Excerpted passage.
□ □ □ □ □
[Tutor] Help on float & round.
Alfred Milgrom
fredm@smartypantsco.com
Wed Jun 11 00:53:04 2003
At 11:13 PM 10/06/03 -0500, Decibels wrote:
>Hello,
>
> New to the list and having a problem with float & round or my
> lack of understanding.
>
>Basic: I am getting stock prices, it puts it in a list, then I convert it
>to strings, floating and integers.
>The problem I am having is that it converts the string to a float fine.
>But rounding it off and saving
>it as a variable isn't working like I expected.
>
>Examples:
>
> # Original number before conversion was 70.70 as string.
> # I get the 3rd item of the list called stock. And rightly so it
> will print like this.
> print "Current Price: %f" % (stock[2])
> ......
>results: Current Price: 70.700000
>
>What I want is for it to print at 70.70, but not be a string, but a float for
>math purposes.
><snip>
From your example, it seems you are doing things correctly but not using
the full power of %f.
□ □ □ □ □
(Coordinate annotation entries)
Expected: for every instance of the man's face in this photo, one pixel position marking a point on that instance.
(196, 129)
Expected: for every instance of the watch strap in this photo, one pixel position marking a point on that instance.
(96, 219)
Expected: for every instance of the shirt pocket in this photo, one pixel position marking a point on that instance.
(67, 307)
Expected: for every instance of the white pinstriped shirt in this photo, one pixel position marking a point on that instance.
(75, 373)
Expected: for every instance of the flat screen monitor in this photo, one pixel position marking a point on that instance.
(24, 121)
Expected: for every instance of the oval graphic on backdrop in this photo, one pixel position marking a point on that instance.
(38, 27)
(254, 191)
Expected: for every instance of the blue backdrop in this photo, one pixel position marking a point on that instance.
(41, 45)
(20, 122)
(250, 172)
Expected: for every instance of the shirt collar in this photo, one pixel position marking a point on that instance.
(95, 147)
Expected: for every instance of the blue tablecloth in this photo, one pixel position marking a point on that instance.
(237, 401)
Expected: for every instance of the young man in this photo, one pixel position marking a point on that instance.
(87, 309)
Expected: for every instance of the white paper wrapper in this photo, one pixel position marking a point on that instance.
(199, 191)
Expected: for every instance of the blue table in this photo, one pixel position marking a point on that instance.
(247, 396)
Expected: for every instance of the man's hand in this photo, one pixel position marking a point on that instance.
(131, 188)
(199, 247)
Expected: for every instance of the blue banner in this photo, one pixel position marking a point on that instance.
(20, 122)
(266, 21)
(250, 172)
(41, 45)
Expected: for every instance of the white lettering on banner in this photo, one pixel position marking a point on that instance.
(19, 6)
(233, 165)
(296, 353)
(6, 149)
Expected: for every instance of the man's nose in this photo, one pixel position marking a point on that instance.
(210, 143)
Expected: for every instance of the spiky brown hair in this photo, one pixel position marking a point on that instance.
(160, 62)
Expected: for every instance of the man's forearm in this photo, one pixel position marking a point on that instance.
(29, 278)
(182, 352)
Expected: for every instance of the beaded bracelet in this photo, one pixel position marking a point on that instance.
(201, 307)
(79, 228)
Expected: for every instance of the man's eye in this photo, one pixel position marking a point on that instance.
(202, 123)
□ □ □ □ □
Tasks.
A) Write out the mailing list message from "Alfred Milgrom" to "a float fine.", word for word.
B) Repeat the entries exactly, from the line with "Expected: for every instance of the man's forearm" through the final line of the entries.
The mailing list message and the entries have no connection to each other.

Solution set.
A)
Alfred Milgrom
fredm@smartypantsco.com
Wed Jun 11 00:53:04 2003
At 11:13 PM 10/06/03 -0500, Decibels wrote:
>Hello,
>
> New to the list and having a problem with float & round or my
> lack of understanding.
>
>Basic: I am getting stock prices, it puts it in a list, then I convert it
>to strings, floating and integers.
>The problem I am having is that it converts the string to a float fine.

B)
Expected: for every instance of the man's forearm in this photo, one pixel position marking a point on that instance.
(29, 278)
(182, 352)
Expected: for every instance of the beaded bracelet in this photo, one pixel position marking a point on that instance.
(201, 307)
(79, 228)
Expected: for every instance of the man's eye in this photo, one pixel position marking a point on that instance.
(202, 123)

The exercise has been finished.